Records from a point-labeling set

begin

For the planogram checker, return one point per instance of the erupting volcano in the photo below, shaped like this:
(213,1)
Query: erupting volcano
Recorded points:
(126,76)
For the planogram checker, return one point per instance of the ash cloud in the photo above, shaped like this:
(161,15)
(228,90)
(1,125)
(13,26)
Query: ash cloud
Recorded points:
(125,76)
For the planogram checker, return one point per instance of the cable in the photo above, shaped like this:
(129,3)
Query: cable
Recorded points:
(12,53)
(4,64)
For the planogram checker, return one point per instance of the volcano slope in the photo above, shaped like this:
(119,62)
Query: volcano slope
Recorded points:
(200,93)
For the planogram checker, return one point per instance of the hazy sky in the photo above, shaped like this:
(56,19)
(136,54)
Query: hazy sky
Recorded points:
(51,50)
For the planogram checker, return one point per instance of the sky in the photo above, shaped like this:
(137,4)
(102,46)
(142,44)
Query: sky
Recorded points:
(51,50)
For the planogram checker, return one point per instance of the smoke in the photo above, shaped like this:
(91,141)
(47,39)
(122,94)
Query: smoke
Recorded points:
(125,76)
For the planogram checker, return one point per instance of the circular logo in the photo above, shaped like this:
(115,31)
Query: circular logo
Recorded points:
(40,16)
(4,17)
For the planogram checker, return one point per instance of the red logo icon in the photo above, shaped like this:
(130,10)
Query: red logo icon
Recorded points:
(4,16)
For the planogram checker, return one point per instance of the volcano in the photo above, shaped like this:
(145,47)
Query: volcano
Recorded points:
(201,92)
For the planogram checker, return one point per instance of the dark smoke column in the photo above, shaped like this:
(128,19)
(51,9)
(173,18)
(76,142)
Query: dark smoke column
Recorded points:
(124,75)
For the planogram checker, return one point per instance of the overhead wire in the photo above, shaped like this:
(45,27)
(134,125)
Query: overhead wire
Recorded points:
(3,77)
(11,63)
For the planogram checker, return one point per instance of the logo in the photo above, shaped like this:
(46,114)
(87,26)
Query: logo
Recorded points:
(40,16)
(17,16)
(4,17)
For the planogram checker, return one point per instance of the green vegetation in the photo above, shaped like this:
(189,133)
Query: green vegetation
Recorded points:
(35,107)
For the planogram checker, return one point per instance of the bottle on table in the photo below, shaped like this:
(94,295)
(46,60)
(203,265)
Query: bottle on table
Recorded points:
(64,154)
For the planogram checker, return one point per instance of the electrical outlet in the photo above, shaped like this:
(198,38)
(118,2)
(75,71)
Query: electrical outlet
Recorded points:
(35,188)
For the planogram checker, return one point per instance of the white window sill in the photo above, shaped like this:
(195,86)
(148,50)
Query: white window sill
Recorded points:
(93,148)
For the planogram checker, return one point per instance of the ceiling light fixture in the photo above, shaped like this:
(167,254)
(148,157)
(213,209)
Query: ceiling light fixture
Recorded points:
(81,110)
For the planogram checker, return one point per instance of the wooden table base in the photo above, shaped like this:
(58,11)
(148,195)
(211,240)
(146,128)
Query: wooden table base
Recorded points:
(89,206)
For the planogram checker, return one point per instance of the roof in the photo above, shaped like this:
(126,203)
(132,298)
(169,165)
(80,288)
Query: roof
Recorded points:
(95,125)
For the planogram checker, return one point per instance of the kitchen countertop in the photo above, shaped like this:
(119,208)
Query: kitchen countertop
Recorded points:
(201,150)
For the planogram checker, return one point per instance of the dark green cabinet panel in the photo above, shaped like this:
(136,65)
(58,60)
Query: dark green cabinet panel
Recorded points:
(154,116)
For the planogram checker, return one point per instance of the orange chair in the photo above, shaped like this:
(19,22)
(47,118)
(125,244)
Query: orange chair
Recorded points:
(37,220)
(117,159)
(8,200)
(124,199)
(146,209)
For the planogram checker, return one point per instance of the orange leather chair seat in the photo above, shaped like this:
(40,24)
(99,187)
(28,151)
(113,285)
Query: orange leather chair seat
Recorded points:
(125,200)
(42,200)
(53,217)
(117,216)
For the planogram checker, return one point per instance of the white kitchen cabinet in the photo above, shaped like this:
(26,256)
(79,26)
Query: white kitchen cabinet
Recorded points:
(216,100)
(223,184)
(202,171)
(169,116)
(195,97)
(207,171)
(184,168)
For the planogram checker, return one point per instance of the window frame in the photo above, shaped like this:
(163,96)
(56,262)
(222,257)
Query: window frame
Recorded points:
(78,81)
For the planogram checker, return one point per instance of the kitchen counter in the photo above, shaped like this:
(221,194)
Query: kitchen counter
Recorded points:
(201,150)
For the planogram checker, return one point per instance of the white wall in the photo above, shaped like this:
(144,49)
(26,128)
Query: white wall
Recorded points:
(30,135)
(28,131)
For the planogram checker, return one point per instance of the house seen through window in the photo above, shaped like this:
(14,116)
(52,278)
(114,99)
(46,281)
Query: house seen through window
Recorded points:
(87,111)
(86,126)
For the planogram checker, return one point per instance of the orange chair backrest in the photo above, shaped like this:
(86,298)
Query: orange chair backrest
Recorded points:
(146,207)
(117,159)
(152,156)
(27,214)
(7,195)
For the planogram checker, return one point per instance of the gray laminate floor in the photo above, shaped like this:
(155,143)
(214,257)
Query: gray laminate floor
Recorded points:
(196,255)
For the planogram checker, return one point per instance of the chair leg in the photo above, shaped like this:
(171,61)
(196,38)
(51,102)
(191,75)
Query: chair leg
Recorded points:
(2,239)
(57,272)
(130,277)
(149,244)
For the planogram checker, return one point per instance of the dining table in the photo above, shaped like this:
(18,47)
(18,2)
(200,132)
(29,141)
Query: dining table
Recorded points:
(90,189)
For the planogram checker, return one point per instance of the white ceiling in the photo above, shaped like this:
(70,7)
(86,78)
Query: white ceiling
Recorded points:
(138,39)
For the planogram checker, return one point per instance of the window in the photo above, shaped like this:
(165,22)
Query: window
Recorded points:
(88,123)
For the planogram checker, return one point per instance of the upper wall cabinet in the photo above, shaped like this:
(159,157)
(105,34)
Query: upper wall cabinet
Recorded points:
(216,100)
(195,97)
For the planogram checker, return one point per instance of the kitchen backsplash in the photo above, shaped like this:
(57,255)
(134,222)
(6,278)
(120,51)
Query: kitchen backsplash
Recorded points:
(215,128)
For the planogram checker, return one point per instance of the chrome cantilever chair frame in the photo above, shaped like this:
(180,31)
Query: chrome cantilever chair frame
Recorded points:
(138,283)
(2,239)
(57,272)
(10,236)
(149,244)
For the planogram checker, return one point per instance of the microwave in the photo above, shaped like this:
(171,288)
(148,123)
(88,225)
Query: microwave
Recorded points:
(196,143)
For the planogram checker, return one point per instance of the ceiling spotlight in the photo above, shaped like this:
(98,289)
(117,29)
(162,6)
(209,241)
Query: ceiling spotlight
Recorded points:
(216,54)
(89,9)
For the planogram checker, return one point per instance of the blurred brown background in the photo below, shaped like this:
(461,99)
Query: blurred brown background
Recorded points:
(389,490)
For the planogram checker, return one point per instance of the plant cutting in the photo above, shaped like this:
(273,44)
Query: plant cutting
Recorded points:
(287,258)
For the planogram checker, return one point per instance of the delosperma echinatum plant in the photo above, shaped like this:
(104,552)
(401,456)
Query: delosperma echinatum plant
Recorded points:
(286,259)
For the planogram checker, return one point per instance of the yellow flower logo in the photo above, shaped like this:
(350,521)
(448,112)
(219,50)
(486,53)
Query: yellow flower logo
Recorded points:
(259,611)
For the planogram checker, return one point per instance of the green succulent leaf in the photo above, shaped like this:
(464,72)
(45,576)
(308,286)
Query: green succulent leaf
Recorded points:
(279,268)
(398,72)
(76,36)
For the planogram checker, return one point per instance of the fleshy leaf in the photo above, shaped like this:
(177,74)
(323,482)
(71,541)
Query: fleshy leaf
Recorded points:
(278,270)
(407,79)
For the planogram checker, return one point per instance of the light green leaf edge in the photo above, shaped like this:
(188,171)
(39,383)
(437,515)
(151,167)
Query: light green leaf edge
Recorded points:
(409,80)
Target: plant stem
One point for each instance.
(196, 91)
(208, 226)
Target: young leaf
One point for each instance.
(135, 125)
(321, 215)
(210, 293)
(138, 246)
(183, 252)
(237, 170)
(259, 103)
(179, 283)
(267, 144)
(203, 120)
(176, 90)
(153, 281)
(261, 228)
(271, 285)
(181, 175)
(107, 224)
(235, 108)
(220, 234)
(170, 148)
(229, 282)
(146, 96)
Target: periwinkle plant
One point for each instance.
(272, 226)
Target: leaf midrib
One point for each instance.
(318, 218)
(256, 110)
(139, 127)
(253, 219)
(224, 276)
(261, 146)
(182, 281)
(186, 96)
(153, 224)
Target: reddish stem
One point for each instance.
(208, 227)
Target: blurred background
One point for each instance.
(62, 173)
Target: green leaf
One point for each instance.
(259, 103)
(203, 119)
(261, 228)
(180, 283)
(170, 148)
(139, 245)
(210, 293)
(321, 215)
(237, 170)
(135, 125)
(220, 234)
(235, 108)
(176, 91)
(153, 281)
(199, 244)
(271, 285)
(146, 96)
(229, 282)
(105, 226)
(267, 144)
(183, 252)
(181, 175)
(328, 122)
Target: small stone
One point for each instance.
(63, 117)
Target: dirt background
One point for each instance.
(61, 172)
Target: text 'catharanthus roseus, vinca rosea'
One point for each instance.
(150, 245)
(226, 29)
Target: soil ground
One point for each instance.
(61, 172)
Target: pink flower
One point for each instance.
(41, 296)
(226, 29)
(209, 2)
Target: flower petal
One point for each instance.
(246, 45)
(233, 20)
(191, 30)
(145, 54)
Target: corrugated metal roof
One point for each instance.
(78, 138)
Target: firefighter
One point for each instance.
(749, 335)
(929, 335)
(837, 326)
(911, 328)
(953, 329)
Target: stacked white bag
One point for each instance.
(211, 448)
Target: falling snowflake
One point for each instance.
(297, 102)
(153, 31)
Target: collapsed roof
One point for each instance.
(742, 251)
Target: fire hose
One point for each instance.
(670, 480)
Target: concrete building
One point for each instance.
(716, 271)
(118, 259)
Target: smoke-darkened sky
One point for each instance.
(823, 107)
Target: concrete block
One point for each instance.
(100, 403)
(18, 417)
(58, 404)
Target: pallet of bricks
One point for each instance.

end

#### Task prompt
Please reproduce the lines of the listing above, starting at the line with "Target: dirt background" and continuing through the last line of the listing, both ends included, and give nothing else.

#### Solution to this exercise
Target: dirt background
One point for each instance.
(61, 172)
Target: text 'catharanthus roseus, vinca rosea'
One point for each instance.
(150, 245)
(226, 29)
Target: soil ground
One point for each instance.
(61, 172)
Target: pink flower
One point for each instance.
(41, 296)
(226, 29)
(209, 2)
Target: flower petal
One point for each instance.
(246, 45)
(233, 20)
(191, 30)
(145, 54)
Target: corrugated metal roof
One point for each instance.
(78, 138)
Target: firefighter
One point for each instance.
(749, 335)
(929, 335)
(837, 326)
(911, 328)
(953, 329)
Target: stacked white bag
One point for each instance.
(211, 448)
Target: falling snowflake
One point for each instance.
(297, 102)
(153, 31)
Target: collapsed roof
One point for each instance.
(742, 251)
Target: fire hose
One point for each instance.
(670, 480)
Target: concrete building
One point for each instance.
(716, 271)
(118, 259)
Target: smoke-darkened sky
One point for each instance.
(823, 107)
Target: concrete block
One point for each instance.
(100, 403)
(18, 417)
(58, 404)
Target: pallet of bricks
One point for each instance.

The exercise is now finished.